╭─ Отрывок текста
• Авторизация


В ИНСТИТУТЕ 09-03-2009 16:45 к комментариям - к полной версии - понравилось!


Всех принятых в институт студентов собрали в вестибюле старого корпуса на втором этаже. Нас предупредили, что занятия начнутся в октябре. Но каждый студент должен отработать энное количество часов на строительстве нового корпуса. Нам предложили написать, в каком месяце для каждого из нас желательно отработать на стройке. Я записалась на сентябрь, и мы всей семьей поехали отдыхать в Феодосию.
Экзамены с нервотрепкой остались позади, радость бурлила во мне, и я принялась на отдыхе рисовать иллюстрации к «12 стульям», наслаждаясь юмором, хороводом персонажей, ставших уже нарицательными.
У нашей квартирной хозяйки в комнате, где мы обитали, была прекрасная библиотека: полные собрания сочинений Чехова, Куприна, Толстого, Лермонтова, энциклопедия Брокгауза –Эфрона, Цветаева, зарубежные доселе не читаные авторы. Море, книги, отдых, сон— все было прекрасно.
Лето 1968 года. Вдруг отцу пришла телеграмма (военные на отдыхе непременно регистрировались в местном военкомате): срочно прибыть по месту службы. Начались события в Чехословакии. Отец жил в Харькове на казарменном положении, мать дергалась, боясь, что мы, в случае чего, не сможем уехать из Феодосии. Если раньше мы уезжали на катере на Золотой пляж, то теперь сидели на забитом битком городском пляже, занимая топчаны в 5 утра и прислушиваясь к новостям из репродуктора. В состоянии тревоги мы «доотдыхали» и вернулись в Харьков.
Дома меня ждал еще один сюрприз: открытка из института, в которой требовалось немедленно явиться для прохождения практики в день, который уже давно прошел. Иначе будет рассматриваться вопрос об отчислении студентки Зеленченко из института.
Я помчалась в институт. В вестибюле, у входа, за столом сидел пожилой тучный дядя в кожаной куртке и зеленой велюровой шляпе. Запыхавшись, я показала ему открытку и спросила, что же мне делать? Дядька равнодушно прочел открытку, успокоил меня и сказал, чтобы я приходила прямо завтра, прихватив рабочую форму.
—Дедушка, а мне ничего не будет? Меня не выгонят?
— Нет, не переживай. Все будет нормально.
Дедушка оказался проректором по АХЧ.
На следующий день он определил мне «фронт работ». На террасе строящегося корпуса у подъемника была навалена куча цемента, перемешанного с камешками. Рядом сидела озлобленная тетка. В руке у нее был пульт с тремя кнопками: вверх, вниз и стоп. В мои обязанности входило загрузить подъемник раствором, тетка нажимала кнопку «вверх», подъемник поднимался вверх, где двое мускулистых парней быстро разгружали кучу, тетка нажимала кнопку «вниз». И подъемник вновь был в моем распоряжении.
╰─
╭─ Записи данных
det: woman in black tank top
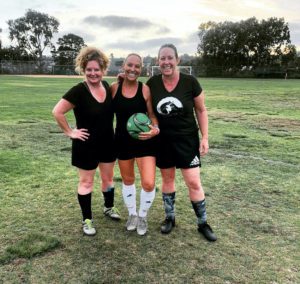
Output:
[111,54,159,235]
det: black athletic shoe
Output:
[160,218,175,234]
[198,223,217,242]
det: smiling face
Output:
[84,60,103,85]
[123,54,142,81]
[158,47,179,76]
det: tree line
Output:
[0,10,86,70]
[0,10,300,76]
[197,17,300,75]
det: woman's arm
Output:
[194,91,209,156]
[52,99,89,141]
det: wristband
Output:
[153,125,160,134]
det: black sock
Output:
[78,193,92,221]
[162,192,176,219]
[191,199,207,225]
[102,187,115,208]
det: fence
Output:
[0,60,300,79]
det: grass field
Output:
[0,76,300,284]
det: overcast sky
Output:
[0,0,300,57]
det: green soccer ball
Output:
[126,112,151,139]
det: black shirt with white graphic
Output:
[147,73,202,136]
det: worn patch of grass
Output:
[0,76,300,283]
[0,233,61,264]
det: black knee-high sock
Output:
[162,192,176,220]
[191,199,207,225]
[102,187,115,208]
[78,193,92,221]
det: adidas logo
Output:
[190,156,200,166]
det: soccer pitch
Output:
[0,75,300,283]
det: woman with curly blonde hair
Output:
[52,47,120,236]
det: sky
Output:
[0,0,300,57]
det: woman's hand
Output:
[68,128,90,141]
[139,124,160,140]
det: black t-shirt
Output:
[147,73,202,136]
[113,82,147,134]
[63,81,113,143]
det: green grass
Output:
[0,76,300,283]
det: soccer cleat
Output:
[126,215,138,231]
[103,206,121,220]
[136,217,148,236]
[198,223,217,242]
[82,219,96,236]
[160,217,175,234]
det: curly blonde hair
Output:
[75,46,109,74]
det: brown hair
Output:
[75,46,109,73]
[158,43,178,59]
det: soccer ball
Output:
[126,112,151,139]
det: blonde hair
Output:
[123,52,143,67]
[75,46,109,74]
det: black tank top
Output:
[113,82,147,134]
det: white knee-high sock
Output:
[122,183,137,215]
[139,188,155,218]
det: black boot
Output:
[191,199,217,242]
[160,192,175,234]
[160,217,175,234]
[198,223,217,242]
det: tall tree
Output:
[51,33,86,65]
[7,10,59,70]
[198,17,292,73]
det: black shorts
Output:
[156,132,201,169]
[72,137,116,170]
[116,133,157,160]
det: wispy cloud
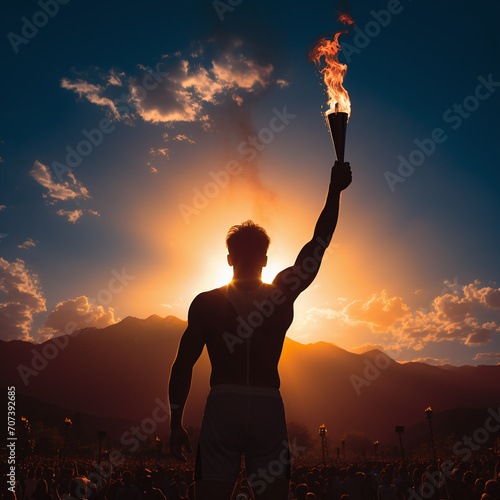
╰─
Повторите дословно часть отрывка о первом студенческом лете: всё, начиная с «Экзамены с нервотрепкой» и заканчивая «все было прекрасно.». Пользуйтесь только отрывком.

◆ Полный ответ
Экзамены с нервотрепкой остались позади, радость бурлила во мне, и я принялась на отдыхе рисовать иллюстрации к «12 стульям», наслаждаясь юмором, хороводом персонажей, ставших уже нарицательными.
У нашей квартирной хозяйки в комнате, где мы обитали, была прекрасная библиотека: полные собрания сочинений Чехова, Куприна, Толстого, Лермонтова, энциклопедия Брокгауза –Эфрона, Цветаева, зарубежные доселе не читаные авторы. Море, книги, отдых, сон— все было прекрасно.